Hopes are that wind will now benefit from Obama's $787 billion stimulus package, signed into law in February. It adds $16.8 billion to the $1.9 billion previously budgeted for the DOE's Office of Energy Efficiency and Renewable Energy -- which sponsors NREL -- giving the office 11 times last year's funding. The office, which is being given some say into how the money should be spent, is expected to announce details on allocations as early as this month.
While NREL waits for the 2010 budget and any allocation to wind from the stimulus package, lab officials are reluctant to state clearly how much more funding is needed, lest they be seen as dictating to the DOE. "They don't like that at all," says Johnson. The American Wind Energy Association (AWEA), however, has already drawn up a wish list for $441 million of annual funding for research into wind (table). Of this, the largest chunk, $108 million of national spending, plus $116 million from individual states and private industry, would go to improving wind turbine technology and reliability. Other top items include a combined $72 million for integrating wind energy into America's existing power system and $31.5 million to research transmission grid technology.

> _Information shown_:

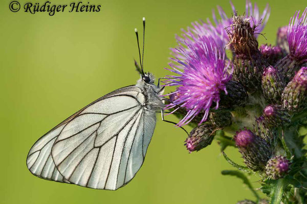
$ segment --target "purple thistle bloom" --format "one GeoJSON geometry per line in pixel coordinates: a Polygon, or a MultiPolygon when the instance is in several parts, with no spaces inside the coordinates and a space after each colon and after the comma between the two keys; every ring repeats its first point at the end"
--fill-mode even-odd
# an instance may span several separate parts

> _Task to complete_:
Print the part of the wind energy funding text starting at "While NREL waits" and ending at "transmission grid technology.".

> _Exercise result_:
While NREL waits for the 2010 budget and any allocation to wind from the stimulus package, lab officials are reluctant to state clearly how much more funding is needed, lest they be seen as dictating to the DOE. "They don't like that at all," says Johnson. The American Wind Energy Association (AWEA), however, has already drawn up a wish list for $441 million of annual funding for research into wind (table). Of this, the largest chunk, $108 million of national spending, plus $116 million from individual states and private industry, would go to improving wind turbine technology and reliability. Other top items include a combined $72 million for integrating wind energy into America's existing power system and $31.5 million to research transmission grid technology.